Bill of Rights
- Edmund Randolph’s Objections (September 10, 1787)
Edmund Randolph lists twelve objections he had to signing the Constitution. He would, however, sign with the understanding that “another general Convention” would be called “with full power to adopt or reject the alterations proposed by the State Conventions.”
- George Mason’s Call for a Bill of Rights (September 12, 1787)
The Committee of Style Report was presented on September 10. On September 12, George Mason supported by Elbridge Gerry moved that a committee be created to prepare a prefatory Bill of Rights modeled on “the state declarations.”
- George Mason’s Objections to the Constitution (October 1787)
The first of George Mason’s ten objections to the Constitution begins: “There is no declaration of rights.” In particular, “there is no declaration of any kind for preserving liberty of the press, the trial by jury in civil cases, nor against the danger of standing armies in times of peace.” Mason’s position is that a federal bill of rights is both imperative and valuable. He was concerned that Congress may abuse the supremacy clause and the necessary and proper clause. The supremacy clause makes federal laws “paramount to the laws and constitutions of the several states.” Thus, “the declaration of rights, in the separate states, are of no security.” The necessary and proper clause enables Congress to “grant monopolies in trade and commerce, constitute new crimes, inflict unusual and sever punishments, and extend their power as far as they should think proper.”
- State House Speech by James Wilson (October 6, 1787)
James Wilson’s “State House” speech was the first official defense of the Constitution and responds directly to the objections George Mason had expressed during the last month of the Convention. It was published in the Pennsylvania Herald and widely distributed as “an authoritative explanation” of the Constitution. Wilson argued that at the state level, a bill of rights is necessary and salutory because “everything which is not reserved, is given,” but “superfluous and absurd” at the federal level because “everything which is not given, is reserved.” Wilson’s theory of “distinction” was invoked by both supporters and opponents.
- Letter from Richard Henry Lee to Edmund Randolph (October 16, 1787)
This letter from Lee to Randolph contains a list of proposed amendments. Lee originally presented them in one continuous paragraph; to assist the reader, we have broken the paragraph down into fourteen thematic divisions. Lee reiterates Mason’s claim that a bill of rights is necessary and proper and articulates the traditional argument that a bill of rights is needed to protect the people from the tyranny of the few.
- Elbridge Gerry’s Objections to the Constitution (October 18, 1787)
The Antifederalist Elbridge Gerry submits to the Massachusetts Legislature his principal reasons for not signing the Constitution on September 17, 1787 “that there is no adequate provision for a representation of the people; that they have no security for the right of election; that some of the powers of the Legislature are ambiguous, and others indefinite and dangerous, that the Executive is blended with and will have an undue influence over the Legislature; that the judicial department will be oppressive; that treaties of the highest importance may be formed by the President with the advice of two thirds of a quorum of the Senate; and that the system is without the security of a bill of rights.” He urges that the plan be amended before being adopted.
- Brutus II Essay (November 1, 1787)

● Information given:
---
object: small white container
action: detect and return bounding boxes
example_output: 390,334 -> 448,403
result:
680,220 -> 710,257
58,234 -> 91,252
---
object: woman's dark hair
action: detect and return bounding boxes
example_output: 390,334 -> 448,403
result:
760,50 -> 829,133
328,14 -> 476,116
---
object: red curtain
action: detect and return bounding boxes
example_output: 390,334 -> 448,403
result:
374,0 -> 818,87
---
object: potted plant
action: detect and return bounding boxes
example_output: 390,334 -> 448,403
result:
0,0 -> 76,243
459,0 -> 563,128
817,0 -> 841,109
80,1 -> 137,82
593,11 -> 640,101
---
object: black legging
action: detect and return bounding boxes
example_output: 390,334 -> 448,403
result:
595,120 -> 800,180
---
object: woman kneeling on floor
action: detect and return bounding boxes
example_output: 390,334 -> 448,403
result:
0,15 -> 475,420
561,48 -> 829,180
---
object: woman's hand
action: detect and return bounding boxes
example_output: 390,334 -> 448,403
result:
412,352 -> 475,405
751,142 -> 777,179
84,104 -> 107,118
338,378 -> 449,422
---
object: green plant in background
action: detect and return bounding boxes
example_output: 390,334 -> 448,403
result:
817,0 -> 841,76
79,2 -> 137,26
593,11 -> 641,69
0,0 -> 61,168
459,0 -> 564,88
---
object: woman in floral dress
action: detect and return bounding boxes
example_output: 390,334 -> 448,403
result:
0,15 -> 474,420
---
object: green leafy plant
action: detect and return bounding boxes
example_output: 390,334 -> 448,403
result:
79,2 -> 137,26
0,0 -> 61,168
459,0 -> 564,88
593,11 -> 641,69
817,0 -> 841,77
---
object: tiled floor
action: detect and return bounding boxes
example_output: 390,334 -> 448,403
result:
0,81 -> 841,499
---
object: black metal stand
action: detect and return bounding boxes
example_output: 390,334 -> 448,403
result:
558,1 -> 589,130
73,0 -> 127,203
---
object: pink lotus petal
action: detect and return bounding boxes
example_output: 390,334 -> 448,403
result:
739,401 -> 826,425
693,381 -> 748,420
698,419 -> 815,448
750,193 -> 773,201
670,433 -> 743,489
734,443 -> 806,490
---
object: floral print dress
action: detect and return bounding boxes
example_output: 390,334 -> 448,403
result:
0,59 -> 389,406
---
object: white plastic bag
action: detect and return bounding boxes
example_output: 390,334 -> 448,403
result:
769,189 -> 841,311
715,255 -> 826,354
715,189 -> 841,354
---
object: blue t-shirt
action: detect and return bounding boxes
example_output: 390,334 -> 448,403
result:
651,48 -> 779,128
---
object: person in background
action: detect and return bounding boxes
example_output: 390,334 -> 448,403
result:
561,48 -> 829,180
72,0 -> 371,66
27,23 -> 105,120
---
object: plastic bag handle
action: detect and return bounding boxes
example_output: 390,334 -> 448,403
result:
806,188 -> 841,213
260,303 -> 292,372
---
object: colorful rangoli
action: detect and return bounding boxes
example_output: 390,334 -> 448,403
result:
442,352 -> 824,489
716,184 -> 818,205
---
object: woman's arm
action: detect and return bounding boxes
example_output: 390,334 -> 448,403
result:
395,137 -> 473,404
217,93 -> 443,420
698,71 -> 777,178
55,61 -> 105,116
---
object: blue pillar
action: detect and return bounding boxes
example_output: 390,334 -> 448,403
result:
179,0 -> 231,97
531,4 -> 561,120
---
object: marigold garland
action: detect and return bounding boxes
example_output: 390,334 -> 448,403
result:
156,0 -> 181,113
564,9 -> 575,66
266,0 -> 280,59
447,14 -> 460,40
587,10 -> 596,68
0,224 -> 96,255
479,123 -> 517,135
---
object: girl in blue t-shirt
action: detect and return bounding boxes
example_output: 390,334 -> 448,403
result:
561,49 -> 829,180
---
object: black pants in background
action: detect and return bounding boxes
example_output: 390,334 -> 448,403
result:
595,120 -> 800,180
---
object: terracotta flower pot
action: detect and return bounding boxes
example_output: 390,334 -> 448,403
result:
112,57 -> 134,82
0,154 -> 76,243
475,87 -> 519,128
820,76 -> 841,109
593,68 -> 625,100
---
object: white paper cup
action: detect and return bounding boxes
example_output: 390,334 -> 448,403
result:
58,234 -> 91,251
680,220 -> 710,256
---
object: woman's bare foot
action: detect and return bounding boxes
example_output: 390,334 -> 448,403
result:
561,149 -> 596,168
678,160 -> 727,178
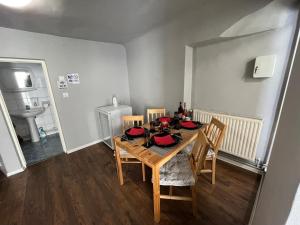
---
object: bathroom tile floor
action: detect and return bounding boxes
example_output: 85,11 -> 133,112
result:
21,134 -> 63,166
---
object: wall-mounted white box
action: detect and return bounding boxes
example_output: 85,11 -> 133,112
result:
253,55 -> 276,78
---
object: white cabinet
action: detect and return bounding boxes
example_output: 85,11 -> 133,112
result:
96,105 -> 132,149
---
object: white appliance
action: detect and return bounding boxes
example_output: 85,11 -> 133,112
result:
96,105 -> 132,149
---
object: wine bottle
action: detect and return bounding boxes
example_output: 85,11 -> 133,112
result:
178,102 -> 183,114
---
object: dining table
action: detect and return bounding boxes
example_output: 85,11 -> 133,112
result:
114,124 -> 202,223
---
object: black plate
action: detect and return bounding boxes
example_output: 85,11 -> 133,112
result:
180,121 -> 203,130
151,133 -> 180,148
125,127 -> 148,138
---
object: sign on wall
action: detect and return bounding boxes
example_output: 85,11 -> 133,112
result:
67,73 -> 80,84
57,76 -> 68,89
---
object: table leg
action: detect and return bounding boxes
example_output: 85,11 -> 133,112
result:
115,143 -> 124,185
152,167 -> 160,223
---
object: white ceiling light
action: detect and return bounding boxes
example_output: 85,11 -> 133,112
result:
0,0 -> 32,8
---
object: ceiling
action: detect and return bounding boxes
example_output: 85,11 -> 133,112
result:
0,0 -> 209,43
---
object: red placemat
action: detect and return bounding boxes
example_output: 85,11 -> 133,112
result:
154,135 -> 175,145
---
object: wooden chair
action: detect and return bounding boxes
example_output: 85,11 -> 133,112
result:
160,130 -> 209,215
200,117 -> 226,184
147,109 -> 166,123
120,115 -> 146,181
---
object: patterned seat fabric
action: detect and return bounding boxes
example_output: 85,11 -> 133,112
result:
160,154 -> 195,186
120,148 -> 135,158
182,142 -> 215,158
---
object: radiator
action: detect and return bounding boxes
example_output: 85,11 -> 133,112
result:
193,109 -> 262,162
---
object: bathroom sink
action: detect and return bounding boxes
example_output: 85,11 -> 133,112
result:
9,107 -> 45,142
9,107 -> 45,119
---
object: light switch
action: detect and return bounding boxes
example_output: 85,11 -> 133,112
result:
253,55 -> 276,78
63,92 -> 69,98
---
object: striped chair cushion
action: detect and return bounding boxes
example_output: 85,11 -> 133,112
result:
160,154 -> 195,186
182,142 -> 215,159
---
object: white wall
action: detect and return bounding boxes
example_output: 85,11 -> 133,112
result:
125,0 -> 297,164
125,0 -> 269,113
192,25 -> 294,163
0,107 -> 23,175
252,24 -> 300,225
0,28 -> 130,174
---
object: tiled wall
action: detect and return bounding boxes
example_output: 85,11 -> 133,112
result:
0,64 -> 58,140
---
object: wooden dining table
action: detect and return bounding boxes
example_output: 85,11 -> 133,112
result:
114,124 -> 198,223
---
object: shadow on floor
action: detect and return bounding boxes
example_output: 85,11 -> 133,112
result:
21,134 -> 64,166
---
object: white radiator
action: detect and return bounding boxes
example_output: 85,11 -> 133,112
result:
193,109 -> 262,161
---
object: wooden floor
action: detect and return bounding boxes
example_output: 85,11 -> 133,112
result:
0,144 -> 260,225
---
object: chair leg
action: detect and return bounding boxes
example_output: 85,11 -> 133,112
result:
142,163 -> 146,182
191,185 -> 197,216
211,157 -> 217,184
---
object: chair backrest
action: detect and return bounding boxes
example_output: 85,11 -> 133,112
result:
122,115 -> 144,133
190,129 -> 210,178
205,117 -> 226,153
147,109 -> 166,123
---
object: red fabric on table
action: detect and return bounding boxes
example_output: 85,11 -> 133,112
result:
181,121 -> 197,128
159,117 -> 171,123
127,127 -> 145,136
154,135 -> 175,145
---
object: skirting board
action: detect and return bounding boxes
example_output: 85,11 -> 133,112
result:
67,139 -> 103,154
6,168 -> 24,177
218,155 -> 263,174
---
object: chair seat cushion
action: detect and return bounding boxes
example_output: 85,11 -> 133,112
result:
160,154 -> 195,186
120,148 -> 135,158
182,142 -> 215,159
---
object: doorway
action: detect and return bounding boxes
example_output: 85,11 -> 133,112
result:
0,59 -> 66,168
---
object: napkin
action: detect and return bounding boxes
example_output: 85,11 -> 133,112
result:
127,127 -> 145,136
181,121 -> 197,128
154,135 -> 175,145
159,117 -> 171,123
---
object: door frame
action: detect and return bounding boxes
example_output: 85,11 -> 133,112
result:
0,57 -> 67,169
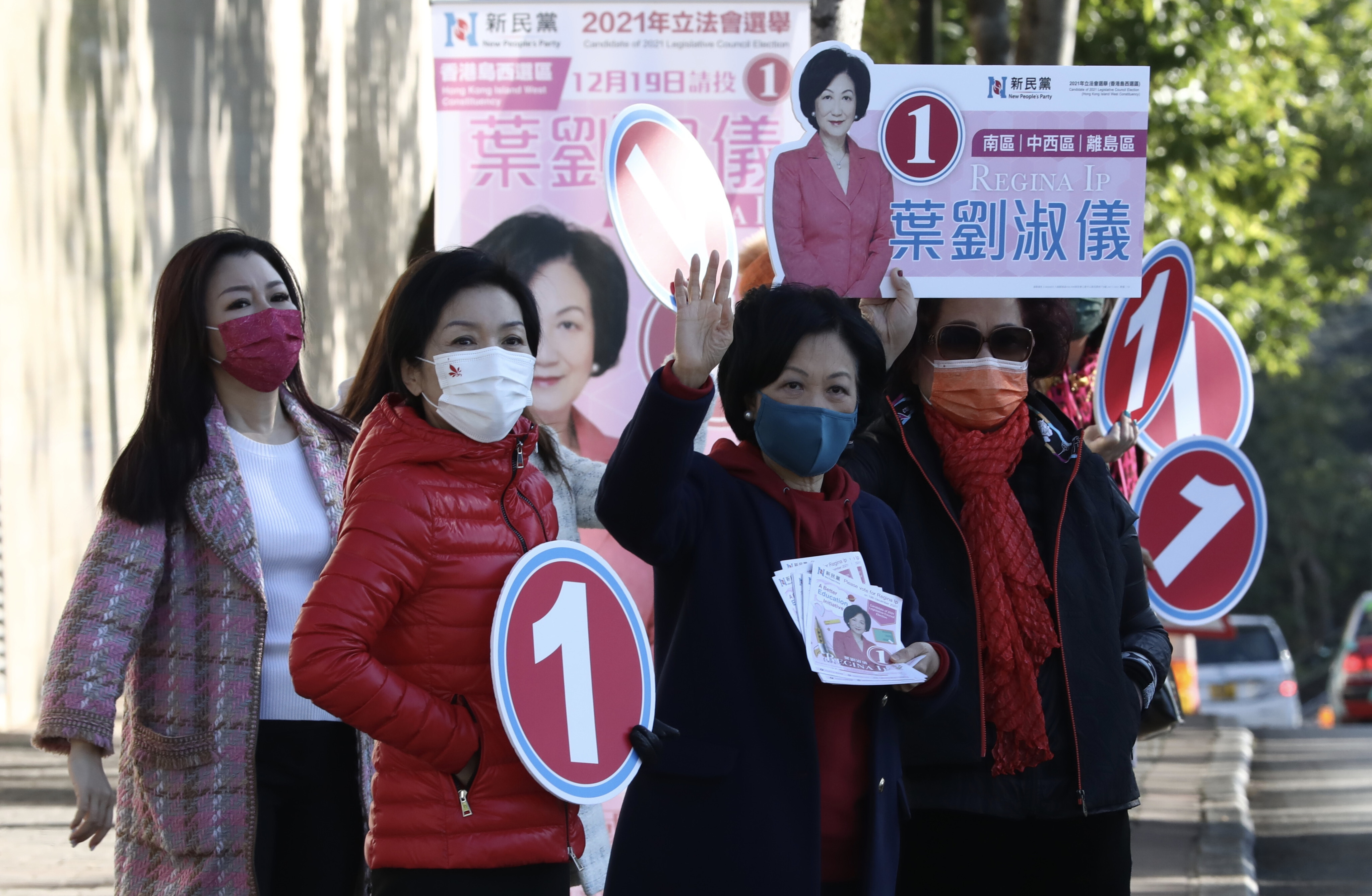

● Written task: Rewrite everything from "Edmund Randolph lists" down to "(September 12, 1787)" in the Bill of Rights extract, substituting "ratifying conventions" for "State Conventions". The entries were drawn from a different source than the text.

● Answer for the task:
Edmund Randolph lists twelve objections he had to signing the Constitution. He would, however, sign with the understanding that “another general Convention” would be called “with full power to adopt or reject the alterations proposed by the ratifying conventions.”
- George Mason’s Call for a Bill of Rights (September 12, 1787)